═══ DOCUMENT EXTRACT

Re-thinking how Police Train and Talk about the 21-Foot Rule

A key element to the entire discussion of the so-called 21-Foot Rule is the perceived intent of the subject and threat that the individual potentially poses.

Doug Wyllie Crop Headshot

"The '21-Foot Rule' is wrong."

So says Jamie Borden, a retired sergeant with a large police department in Nevada and founder of Critical Incident Review (CIR)—a consultancy that helps line officers, police leaders, and civilian juries better understand how split-second decisions are made during rapidly unfolding, high-stress situations.

The so-called "21-Foot Rule" is something of an anecdotal outcome of an experiment conducted by Sergeant Dennis Tueller of the Salt Lake City Police Department in the early 1980s. Tueller wanted to know how quickly a subject armed with an edged weapon could cover in the time it takes for an average officer to unholster their sidearm and fire one round on the advancing threat.

Tueller found in his experiment that the average attacker could cover approximately 21 feet in the 1.5 or so seconds that it took an average officer with a holstered weapon to place shots on target. Tueller published his findings in the March 1983 issue of S.W.A.T. Magazine under the title "How Close is Too Close?" and the rest, as they say, is history. The Tueller Drill was developed, the "Danger Zone" was determined, and the 21-Foot Rule became "a thing."

Unfortunately, in the time since Tueller conducted his experiment and wrote of his conclusions, this "rule" of 21 feet has at times become misappropriated by police critics and misused by police trainers.

Time and Distance

Borden says the 21-Foot Rule—as it has traditionally been discussed in police training and subsequently described in courtrooms—is both inaccurate and incomplete. In fact, he says the 21-Foot Rule was never intended to be a "rule" at all.

Borden says, "I think oftentimes the 21 foot—quote rule, end quote—gets misinterpreted. First of all that it was an experiment… what it was designed to do was to show officers how quickly somebody could close the gap at 21 feet before an officer could draw their weapon."

Borden continues, "Everything takes time, right? It takes time to perceive [a threat]. It takes time to start to react to that threat, and then effectively respond to the threat. All of those components of time have to be considered. So training started to be developed around this '21 foot rule' and then it started to find its way into the courtroom."

Countless court cases—both criminal and civil—have brought expert witnesses to the stand to discuss the 21-Foot Rule.

A fashionably dressed attorney will saunter casually about as they rhetorically ask, "You're familiar with the 21-Foot Rule?"

══════

REQUIRED TASKS -
1: Rewrite the passage of the article on the 21-Foot Rule running from "A key element" to "individual potentially poses.", putting "suspect" in place of "subject".
2: Decide whether each statement agrees with the article on the 21-Foot Rule, answering yes or no and quoting the words that settle it: (a) Dennis Tueller served with the Salt Lake City Police Department. (b) Tueller's findings appeared in the April 1983 issue of S.W.A.T. Magazine. (c) According to Borden, the 21-Foot Rule was originally meant to be a rule.
3: Resume the article on the 21-Foot Rule, starting right after its last sentence.
The rows after this point are separate material and have no connection to the article on the 21-Foot Rule.

═══ LISTING

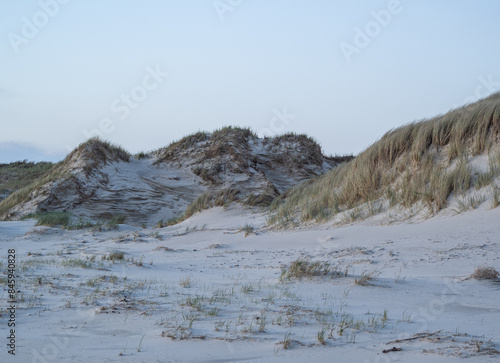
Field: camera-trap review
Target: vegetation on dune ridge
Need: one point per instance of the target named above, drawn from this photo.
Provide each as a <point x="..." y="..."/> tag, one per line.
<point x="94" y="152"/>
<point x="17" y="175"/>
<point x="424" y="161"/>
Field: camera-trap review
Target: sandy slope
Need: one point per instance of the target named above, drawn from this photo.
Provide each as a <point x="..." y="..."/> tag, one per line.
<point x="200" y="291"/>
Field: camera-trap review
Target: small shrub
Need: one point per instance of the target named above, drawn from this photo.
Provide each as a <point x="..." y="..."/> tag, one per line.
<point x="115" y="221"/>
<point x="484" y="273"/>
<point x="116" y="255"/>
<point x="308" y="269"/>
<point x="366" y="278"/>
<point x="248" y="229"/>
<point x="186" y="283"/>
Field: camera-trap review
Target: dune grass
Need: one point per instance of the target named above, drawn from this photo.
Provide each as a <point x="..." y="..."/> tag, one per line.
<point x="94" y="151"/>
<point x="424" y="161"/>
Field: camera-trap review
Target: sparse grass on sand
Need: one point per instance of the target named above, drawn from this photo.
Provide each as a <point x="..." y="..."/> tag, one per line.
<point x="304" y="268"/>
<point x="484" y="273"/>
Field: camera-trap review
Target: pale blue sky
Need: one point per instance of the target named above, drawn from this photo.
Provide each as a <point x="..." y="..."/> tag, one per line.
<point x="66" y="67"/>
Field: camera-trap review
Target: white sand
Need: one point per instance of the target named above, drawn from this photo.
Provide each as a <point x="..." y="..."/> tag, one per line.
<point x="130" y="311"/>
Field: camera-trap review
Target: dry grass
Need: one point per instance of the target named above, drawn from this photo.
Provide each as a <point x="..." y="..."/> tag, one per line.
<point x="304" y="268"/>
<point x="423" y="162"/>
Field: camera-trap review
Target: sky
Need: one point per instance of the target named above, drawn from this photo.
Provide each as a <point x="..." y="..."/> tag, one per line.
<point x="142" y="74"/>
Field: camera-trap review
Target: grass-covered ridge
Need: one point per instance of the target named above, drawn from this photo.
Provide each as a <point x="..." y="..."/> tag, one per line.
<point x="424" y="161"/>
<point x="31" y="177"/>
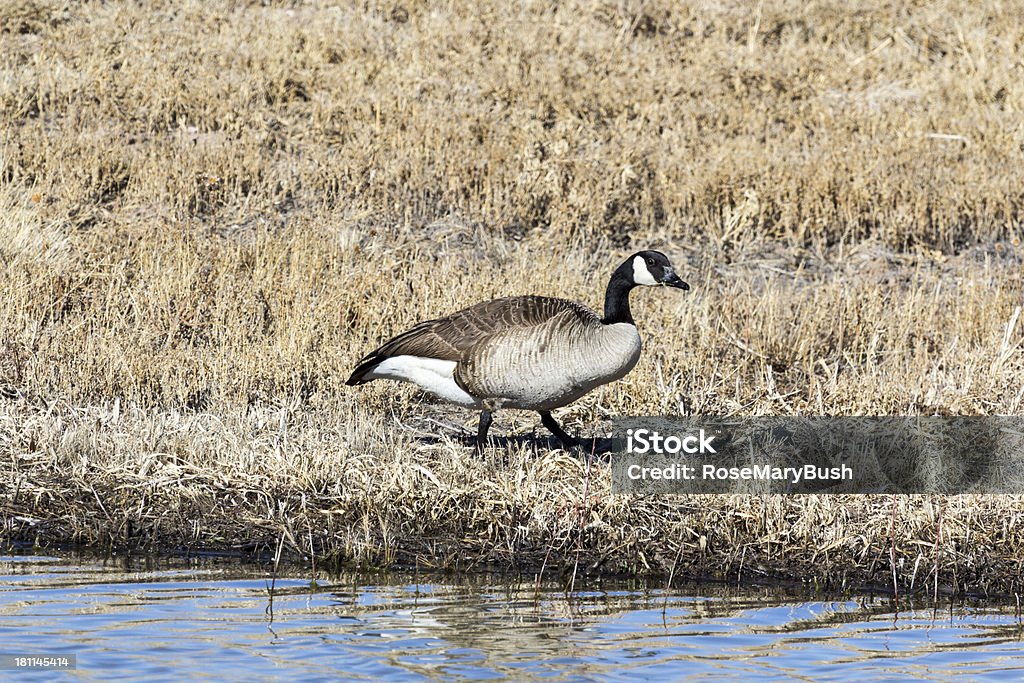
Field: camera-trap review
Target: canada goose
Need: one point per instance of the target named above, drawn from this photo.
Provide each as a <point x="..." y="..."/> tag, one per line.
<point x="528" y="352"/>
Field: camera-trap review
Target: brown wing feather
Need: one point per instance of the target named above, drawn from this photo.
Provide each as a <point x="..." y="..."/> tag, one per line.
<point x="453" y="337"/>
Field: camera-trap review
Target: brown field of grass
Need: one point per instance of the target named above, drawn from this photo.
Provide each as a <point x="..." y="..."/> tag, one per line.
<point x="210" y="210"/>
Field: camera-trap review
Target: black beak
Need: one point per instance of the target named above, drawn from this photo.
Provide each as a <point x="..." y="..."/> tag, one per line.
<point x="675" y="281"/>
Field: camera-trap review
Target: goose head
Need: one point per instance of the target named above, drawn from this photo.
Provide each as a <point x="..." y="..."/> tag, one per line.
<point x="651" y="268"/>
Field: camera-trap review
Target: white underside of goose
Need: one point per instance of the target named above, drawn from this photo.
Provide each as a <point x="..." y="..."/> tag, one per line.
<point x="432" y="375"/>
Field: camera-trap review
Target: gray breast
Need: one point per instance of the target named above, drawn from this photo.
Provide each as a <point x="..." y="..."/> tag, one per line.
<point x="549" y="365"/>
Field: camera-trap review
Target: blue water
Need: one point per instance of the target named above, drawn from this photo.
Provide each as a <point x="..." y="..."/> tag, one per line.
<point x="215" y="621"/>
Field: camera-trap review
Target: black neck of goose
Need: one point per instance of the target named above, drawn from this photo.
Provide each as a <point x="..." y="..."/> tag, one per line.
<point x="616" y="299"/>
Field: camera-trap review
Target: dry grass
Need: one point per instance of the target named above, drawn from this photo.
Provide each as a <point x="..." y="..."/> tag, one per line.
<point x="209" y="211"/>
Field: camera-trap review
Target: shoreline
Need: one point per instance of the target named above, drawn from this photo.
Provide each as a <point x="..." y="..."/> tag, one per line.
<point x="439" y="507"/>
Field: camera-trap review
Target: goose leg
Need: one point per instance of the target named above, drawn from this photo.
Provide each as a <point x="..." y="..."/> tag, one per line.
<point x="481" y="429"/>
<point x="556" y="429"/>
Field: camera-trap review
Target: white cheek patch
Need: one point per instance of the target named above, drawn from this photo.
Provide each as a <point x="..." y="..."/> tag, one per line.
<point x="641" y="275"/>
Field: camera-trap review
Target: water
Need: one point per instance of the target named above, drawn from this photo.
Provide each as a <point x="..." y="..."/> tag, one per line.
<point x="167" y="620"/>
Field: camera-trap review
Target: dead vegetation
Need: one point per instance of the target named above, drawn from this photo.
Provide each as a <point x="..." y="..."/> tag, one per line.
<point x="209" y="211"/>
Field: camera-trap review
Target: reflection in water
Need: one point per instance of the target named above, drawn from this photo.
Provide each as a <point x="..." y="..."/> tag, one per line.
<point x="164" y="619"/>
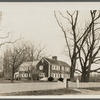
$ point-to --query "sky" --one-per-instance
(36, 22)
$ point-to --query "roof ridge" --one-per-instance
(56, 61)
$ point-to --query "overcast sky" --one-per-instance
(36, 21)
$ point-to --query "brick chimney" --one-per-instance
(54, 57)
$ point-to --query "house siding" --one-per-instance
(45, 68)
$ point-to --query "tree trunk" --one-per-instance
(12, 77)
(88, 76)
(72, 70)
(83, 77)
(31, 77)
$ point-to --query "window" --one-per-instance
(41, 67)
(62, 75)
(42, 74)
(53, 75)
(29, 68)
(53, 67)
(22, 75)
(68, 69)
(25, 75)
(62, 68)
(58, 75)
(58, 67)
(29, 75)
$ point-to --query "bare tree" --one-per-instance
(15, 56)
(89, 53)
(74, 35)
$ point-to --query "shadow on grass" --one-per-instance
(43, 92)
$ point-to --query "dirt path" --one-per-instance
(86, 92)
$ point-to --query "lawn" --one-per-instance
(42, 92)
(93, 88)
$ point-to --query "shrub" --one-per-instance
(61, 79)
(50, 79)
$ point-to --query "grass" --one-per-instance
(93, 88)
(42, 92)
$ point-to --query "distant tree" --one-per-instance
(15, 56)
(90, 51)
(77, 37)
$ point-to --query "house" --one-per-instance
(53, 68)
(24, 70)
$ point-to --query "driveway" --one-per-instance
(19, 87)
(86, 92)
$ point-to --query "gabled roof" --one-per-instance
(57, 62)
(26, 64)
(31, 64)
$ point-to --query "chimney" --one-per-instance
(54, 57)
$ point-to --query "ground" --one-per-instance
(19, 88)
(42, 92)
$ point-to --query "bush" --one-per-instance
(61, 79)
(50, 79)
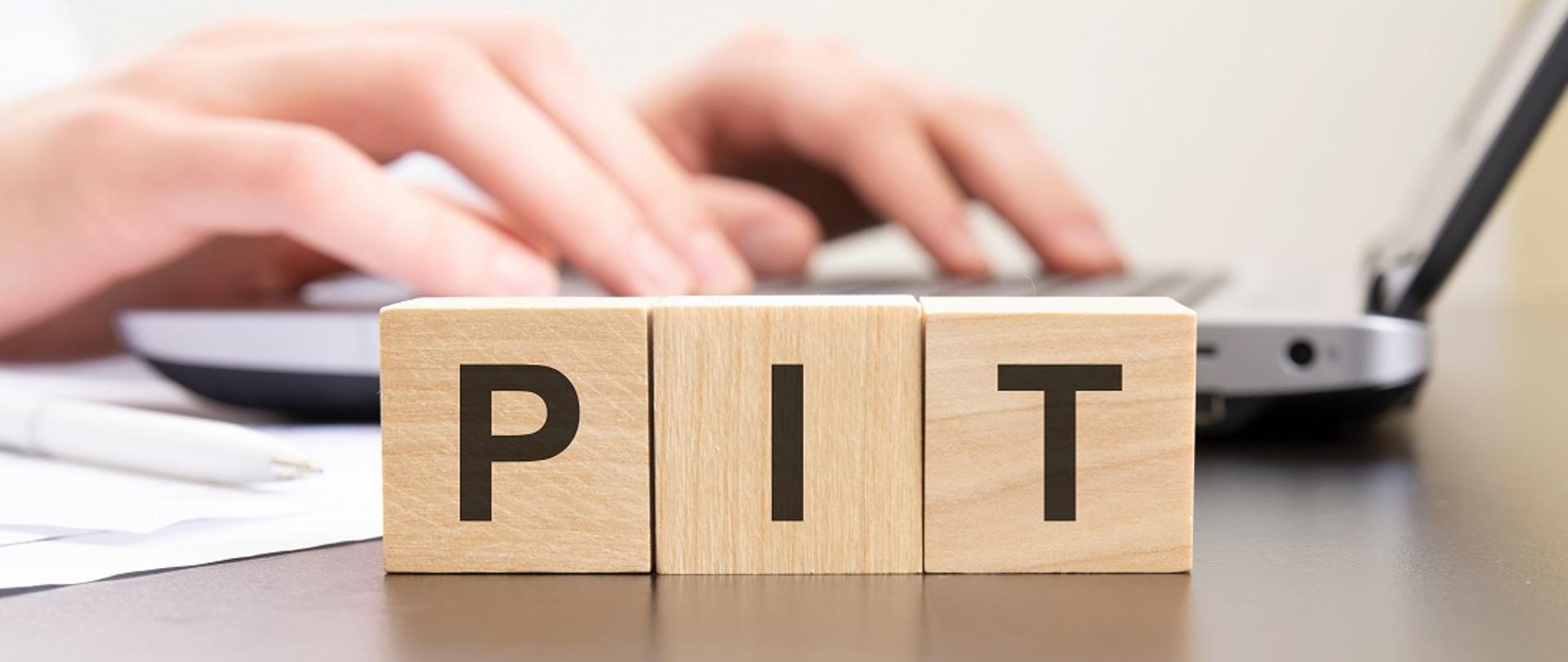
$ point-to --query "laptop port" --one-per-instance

══════

RESPONSES TO THE TASKS -
1:
A key element to the entire discussion of the so-called 21-Foot Rule is the perceived intent of the suspect and threat that the individual potentially poses.

2:
(a) Yes: "Sergeant Dennis Tueller of the Salt Lake City Police Department"
(b) No: "Tueller published his findings in the March 1983 issue of S.W.A.T. Magazine"
(c) No: "he says the 21-Foot Rule was never intended to be a "rule" at all."

3:
"Yes," the witness will be forced to say—they are, after all, an expert.

"And you agree that this diagram of the incident shows that the victim was here," the solicitor will say as they point to an 'X' on a massive enlargement of a still image from a surveillance camera.

The witness chokes back any protest against using the word "victim" in place of "assailant" and agrees, "Yes, this is what the video shows."

"And this," the attorney says, "is where the officer was?"

A line on the image separating the two Xs is labeled, "31 feet."

The jury will watch this verbal jousting for a time as the lawyer eventually comes around to his or her assertion that their client was further than 21 feet from the officer when they fired their service weapon.

"Therefore," the lawyer says with something between a sneer and a smirk, "the officer acted outside of their training."

Everyone and anyone who has any real knowledge of the specific incident, that particular suspect, or even a rudimentary understanding of policing in general, then does a "face-palm."

"It's really important to understand that when we're talking about the distance and the component of human performance—when we're talking about the separation and distance from an officer and a suspect—what matters is that that suspect can close the gap very quickly, and that it's going to affect the officer's decision making process," Borden says.

Borden explains further that a key element to the entire discussion of the so-called 21-Foot Rule is the perceived intent of the subject and threat that the individual potentially poses.

A subject reported to be armed with a knife—and to have used that weapon in an assault that precipitated a call to police in the first place—may not upon visual inspection from seven yards away seem to have that blade in hand. But that person hasn't yet been searched. They may have the knife, plus another knife, plus a handgun.

Borden says that nothing can be taken at face value at this point.

"This certainly doesn't mean shoot first because 'you think!'," Borden says. "It means you always must be aware of the components of time, distance, speed, and motion while formulating a response or interpreting the scenario. When an officer has weapons in play—when an officer has responded based on the contextual cues of the call they're servicing, and they have to make decisions to protect themselves and protect the public—it may or may not have anything to do with an edged weapon. But that distance has got to be considered."

Borden continues, "A human being can close that [21-foot] gap faster than we can decide and respond," Borden says. "That has to be considered. It has to be considered in training. It has to be considered in our review and analysis of an incident across the board."

Borden concludes, "What I want people to understand is, take the 21-foot rule for what it is. It's understanding the dynamics of human movement—it's simply about how quickly someone can close the gap and how that movement and perceived intent is going to affect the officer's ability to make decisions effectively in those critical incidents."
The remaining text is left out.